INFORMATION PROVIDED -
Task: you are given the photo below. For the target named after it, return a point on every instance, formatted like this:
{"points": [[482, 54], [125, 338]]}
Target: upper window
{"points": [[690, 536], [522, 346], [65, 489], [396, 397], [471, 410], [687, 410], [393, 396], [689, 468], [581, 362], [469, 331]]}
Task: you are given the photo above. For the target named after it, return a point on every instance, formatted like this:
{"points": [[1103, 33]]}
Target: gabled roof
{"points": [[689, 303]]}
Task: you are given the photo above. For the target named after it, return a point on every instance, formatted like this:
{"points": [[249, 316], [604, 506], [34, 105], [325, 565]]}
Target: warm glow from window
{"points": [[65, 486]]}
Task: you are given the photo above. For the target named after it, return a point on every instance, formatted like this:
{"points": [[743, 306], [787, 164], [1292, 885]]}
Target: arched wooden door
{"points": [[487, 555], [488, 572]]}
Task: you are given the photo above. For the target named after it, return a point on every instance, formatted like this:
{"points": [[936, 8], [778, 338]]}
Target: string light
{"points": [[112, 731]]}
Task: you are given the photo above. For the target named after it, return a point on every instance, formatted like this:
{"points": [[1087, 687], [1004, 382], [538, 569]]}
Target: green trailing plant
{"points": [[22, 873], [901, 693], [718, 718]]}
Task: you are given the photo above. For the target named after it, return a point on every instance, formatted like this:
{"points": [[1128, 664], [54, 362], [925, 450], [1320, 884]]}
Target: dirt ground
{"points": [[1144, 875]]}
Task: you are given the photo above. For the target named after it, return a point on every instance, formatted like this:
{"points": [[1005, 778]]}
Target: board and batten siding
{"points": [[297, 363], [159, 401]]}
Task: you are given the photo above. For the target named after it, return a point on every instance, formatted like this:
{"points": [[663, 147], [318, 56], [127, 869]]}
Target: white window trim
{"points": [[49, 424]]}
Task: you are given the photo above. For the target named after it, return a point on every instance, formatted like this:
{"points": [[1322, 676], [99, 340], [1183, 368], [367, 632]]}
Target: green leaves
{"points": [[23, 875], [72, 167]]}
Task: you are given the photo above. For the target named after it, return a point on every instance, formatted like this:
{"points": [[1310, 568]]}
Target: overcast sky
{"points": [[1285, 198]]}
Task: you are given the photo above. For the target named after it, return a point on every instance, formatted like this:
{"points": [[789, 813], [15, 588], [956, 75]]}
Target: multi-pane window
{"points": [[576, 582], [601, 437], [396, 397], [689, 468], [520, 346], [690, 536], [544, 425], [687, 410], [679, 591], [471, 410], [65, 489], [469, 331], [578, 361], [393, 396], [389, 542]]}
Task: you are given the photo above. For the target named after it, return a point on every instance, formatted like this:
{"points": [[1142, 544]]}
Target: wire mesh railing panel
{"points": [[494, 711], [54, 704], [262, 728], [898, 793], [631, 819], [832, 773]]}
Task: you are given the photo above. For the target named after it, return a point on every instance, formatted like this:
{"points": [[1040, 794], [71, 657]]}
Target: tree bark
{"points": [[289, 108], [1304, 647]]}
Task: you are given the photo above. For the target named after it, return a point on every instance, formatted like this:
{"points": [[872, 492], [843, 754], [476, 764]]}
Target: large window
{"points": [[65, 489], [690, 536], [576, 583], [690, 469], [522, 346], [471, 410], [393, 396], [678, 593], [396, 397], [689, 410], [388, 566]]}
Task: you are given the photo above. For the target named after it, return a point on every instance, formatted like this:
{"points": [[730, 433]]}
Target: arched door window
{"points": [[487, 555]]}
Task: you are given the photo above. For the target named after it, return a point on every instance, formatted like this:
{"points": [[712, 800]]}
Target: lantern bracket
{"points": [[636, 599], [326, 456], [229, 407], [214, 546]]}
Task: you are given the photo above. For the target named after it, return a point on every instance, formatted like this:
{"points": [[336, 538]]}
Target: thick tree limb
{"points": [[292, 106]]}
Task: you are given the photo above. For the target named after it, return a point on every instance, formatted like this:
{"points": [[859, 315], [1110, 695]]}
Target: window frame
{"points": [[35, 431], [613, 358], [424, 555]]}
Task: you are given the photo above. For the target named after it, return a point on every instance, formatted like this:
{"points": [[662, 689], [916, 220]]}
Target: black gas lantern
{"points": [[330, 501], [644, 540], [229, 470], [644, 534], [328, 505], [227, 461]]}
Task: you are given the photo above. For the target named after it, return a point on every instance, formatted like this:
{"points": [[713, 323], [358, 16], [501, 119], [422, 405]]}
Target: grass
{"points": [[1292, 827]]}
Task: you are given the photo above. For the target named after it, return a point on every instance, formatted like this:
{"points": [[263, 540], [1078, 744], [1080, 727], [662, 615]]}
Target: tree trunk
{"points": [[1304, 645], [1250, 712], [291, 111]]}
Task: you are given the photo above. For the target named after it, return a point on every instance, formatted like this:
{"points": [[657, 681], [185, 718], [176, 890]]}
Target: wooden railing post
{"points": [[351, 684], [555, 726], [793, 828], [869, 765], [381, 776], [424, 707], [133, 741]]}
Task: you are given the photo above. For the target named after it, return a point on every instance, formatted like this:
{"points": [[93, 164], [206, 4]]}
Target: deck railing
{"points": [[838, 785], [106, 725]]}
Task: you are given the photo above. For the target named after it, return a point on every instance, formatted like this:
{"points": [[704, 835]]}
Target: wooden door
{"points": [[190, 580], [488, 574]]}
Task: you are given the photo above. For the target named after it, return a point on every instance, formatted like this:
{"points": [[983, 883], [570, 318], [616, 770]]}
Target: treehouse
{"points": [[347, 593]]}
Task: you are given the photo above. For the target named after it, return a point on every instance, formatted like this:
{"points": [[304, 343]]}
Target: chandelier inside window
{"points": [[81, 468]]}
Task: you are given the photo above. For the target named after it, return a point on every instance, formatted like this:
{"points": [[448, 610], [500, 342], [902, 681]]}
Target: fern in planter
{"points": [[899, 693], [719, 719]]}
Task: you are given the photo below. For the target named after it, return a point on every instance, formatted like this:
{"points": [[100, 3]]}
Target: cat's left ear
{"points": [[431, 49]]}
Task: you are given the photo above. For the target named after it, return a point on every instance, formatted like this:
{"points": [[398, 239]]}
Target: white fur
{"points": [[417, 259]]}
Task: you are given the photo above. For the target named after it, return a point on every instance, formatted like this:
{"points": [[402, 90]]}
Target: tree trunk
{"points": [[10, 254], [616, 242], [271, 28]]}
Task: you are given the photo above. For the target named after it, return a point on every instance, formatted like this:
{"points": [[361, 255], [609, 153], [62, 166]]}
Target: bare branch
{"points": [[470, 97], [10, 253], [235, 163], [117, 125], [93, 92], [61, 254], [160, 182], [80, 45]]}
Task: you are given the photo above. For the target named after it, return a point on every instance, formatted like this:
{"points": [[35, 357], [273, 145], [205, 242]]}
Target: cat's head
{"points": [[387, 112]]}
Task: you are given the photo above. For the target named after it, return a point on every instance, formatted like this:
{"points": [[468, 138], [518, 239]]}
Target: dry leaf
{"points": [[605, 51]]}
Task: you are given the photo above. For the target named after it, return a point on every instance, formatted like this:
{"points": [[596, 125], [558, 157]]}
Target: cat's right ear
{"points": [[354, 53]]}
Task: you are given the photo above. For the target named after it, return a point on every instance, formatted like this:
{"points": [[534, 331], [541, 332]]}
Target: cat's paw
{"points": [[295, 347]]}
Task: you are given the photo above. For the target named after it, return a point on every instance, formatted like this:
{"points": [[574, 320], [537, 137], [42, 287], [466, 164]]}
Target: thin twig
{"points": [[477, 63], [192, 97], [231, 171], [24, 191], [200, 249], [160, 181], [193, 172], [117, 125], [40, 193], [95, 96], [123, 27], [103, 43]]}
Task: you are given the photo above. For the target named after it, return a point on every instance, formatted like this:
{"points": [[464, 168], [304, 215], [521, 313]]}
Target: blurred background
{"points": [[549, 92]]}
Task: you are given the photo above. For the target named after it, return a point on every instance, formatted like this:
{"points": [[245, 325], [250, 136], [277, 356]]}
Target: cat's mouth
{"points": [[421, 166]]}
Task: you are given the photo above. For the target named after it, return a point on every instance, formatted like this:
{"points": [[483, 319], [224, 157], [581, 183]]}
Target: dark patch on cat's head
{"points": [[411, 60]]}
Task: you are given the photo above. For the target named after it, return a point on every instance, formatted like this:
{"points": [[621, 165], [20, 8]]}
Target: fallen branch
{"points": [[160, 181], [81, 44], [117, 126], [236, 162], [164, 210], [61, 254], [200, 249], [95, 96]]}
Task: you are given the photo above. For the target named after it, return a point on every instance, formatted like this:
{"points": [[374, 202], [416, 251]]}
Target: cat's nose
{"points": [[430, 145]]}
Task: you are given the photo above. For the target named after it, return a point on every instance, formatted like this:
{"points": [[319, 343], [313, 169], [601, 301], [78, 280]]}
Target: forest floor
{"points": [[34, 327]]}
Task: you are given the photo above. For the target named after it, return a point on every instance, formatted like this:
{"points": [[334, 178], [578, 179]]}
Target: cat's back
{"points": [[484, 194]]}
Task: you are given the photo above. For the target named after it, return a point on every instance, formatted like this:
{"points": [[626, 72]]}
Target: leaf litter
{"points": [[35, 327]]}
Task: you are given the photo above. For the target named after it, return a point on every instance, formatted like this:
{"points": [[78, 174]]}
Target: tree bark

PROBLEM TO SOLVE - Exactly as they appear, write out the lines from the one containing "Target: cat's mouth" through the final line of the entries above, both included.

ANSWER TO THIS PROBLEM -
Target: cat's mouth
{"points": [[421, 166]]}
Task: you are given the photo above. For the target named after it, return a point on every instance, formatted like this:
{"points": [[483, 319], [224, 157], [581, 183]]}
Target: dark patch on cat's head
{"points": [[411, 60]]}
Task: you are given the photo above. For the target named after it, return a point on every instance, formatted like this:
{"points": [[621, 165], [20, 8]]}
Target: fallen branch
{"points": [[160, 181], [81, 44], [117, 126], [236, 162], [164, 210], [61, 254], [200, 249], [95, 96]]}
Task: you are given the photo above. For the target named after it, return a point on every instance, formatted like this:
{"points": [[374, 202], [416, 251]]}
Target: cat's nose
{"points": [[430, 145]]}
Task: you are given the photo above. For the target named after it, return a point on every instance, formatted like this:
{"points": [[319, 343], [313, 169], [601, 301], [78, 280]]}
Target: forest floor
{"points": [[34, 327]]}
Task: you are given the photo above. For the target named after it, return a point on every instance, formatted like this:
{"points": [[334, 178], [578, 179]]}
Target: cat's back
{"points": [[484, 194]]}
Task: you are given the photo above. For the target named after it, return a point on every instance, formatted like this:
{"points": [[626, 72]]}
Target: leaf litter
{"points": [[35, 327]]}
Task: you are given the photo above. For the target named after it, return a point on every instance, formatted like this:
{"points": [[78, 174]]}
Target: tree bark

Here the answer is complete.